Quote the stretch of the enablement passage below from "The undisputed facts" through "of the claims.", without any change.

- **READING TEXT**
————

Gilead next argued that the asserted claims were not enabled. The court noted that enablement is a question of law based on underlying facts, and ultimately concluded that the asserted claims were not enabled. The independent claim at issue required “an effective amount of a purine or pyrimidine β-D-T-methylribofuranosyl nucleoside.” The court construed the term β-D-T-methylribofuranosyl nucleoside as a structural limitation encompassing any β-D-nucleoside with a certain configuration of a methyl group and non-hydrogen substituents. The court construed the term “effective amount” as a functional limitation meaning “an amount that is effective to treat HCV.”
The undisputed facts showed that the structural limitations of the claims were satisfied by billions of compounds. Idenix argued that a POSA would know not to use just any element that literally satisfied the structural limitations, e.g., elements that a POSA would not use in a pharmaceutical formulation. The court pointed out that Idenix’s argument only reduced the scope of the structural limitations to millions or many thousands of compounds -- still a very large number. The functional limitation, on the other hand, encompassed a much smaller number of compounds. Thus, the court noted that the functional limitation greatly reduced the scope of the claims.

————

- **STORED DATA**
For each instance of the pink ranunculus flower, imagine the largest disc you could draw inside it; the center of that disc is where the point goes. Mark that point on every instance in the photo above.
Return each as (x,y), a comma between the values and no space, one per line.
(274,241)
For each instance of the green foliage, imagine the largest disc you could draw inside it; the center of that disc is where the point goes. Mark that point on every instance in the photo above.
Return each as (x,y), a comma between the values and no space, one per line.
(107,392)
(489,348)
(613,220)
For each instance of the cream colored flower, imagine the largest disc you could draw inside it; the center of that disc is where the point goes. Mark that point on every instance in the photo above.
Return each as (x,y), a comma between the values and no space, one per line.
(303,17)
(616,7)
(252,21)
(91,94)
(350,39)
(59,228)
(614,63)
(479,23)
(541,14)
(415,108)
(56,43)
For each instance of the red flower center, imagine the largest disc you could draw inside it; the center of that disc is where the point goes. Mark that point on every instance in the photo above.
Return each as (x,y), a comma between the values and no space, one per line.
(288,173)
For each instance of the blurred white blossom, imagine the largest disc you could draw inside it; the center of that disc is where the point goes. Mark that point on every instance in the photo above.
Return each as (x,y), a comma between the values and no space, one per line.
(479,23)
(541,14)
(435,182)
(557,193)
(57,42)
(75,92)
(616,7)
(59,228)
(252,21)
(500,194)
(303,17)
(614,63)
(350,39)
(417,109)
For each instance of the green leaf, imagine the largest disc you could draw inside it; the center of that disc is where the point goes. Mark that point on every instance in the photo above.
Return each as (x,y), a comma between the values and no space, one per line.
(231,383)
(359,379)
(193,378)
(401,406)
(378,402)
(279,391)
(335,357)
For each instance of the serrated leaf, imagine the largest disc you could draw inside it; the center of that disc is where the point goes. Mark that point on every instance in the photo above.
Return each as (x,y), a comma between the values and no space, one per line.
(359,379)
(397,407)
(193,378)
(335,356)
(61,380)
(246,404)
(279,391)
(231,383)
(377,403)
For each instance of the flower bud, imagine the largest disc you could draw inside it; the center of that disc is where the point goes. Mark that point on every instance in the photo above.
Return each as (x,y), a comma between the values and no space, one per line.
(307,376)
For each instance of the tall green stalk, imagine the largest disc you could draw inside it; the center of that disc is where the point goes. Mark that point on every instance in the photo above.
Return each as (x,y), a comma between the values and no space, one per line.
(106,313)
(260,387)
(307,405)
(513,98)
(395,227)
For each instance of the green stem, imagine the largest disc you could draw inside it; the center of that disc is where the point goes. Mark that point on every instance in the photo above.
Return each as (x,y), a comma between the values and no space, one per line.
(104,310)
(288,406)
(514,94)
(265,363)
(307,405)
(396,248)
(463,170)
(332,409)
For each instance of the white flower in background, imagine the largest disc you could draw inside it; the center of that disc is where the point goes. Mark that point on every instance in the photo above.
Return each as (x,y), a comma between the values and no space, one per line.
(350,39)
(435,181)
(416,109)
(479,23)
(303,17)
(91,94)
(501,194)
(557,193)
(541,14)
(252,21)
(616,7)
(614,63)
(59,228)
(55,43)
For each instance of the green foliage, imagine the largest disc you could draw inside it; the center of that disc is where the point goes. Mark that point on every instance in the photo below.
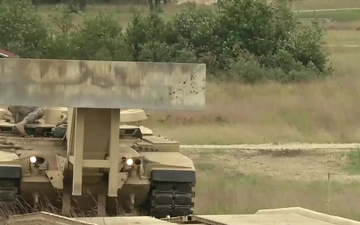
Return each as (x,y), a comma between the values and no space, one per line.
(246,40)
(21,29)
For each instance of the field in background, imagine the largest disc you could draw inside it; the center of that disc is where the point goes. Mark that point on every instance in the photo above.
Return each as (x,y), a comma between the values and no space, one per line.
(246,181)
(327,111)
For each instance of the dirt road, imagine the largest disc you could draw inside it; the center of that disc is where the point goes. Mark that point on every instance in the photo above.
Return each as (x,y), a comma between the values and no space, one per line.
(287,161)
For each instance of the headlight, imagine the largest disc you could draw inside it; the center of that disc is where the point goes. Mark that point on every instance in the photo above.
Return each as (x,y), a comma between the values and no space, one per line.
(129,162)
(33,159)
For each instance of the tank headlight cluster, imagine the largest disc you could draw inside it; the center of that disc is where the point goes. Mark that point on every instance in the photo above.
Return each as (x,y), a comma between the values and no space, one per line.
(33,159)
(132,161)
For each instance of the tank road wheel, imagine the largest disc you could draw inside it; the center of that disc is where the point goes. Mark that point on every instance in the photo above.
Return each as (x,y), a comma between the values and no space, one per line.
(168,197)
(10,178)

————

- **RESULT**
The undisputed facts showed that the structural limitations of the claims were satisfied by billions of compounds. Idenix argued that a POSA would know not to use just any element that literally satisfied the structural limitations, e.g., elements that a POSA would not use in a pharmaceutical formulation. The court pointed out that Idenix’s argument only reduced the scope of the structural limitations to millions or many thousands of compounds -- still a very large number. The functional limitation, on the other hand, encompassed a much smaller number of compounds. Thus, the court noted that the functional limitation greatly reduced the scope of the claims.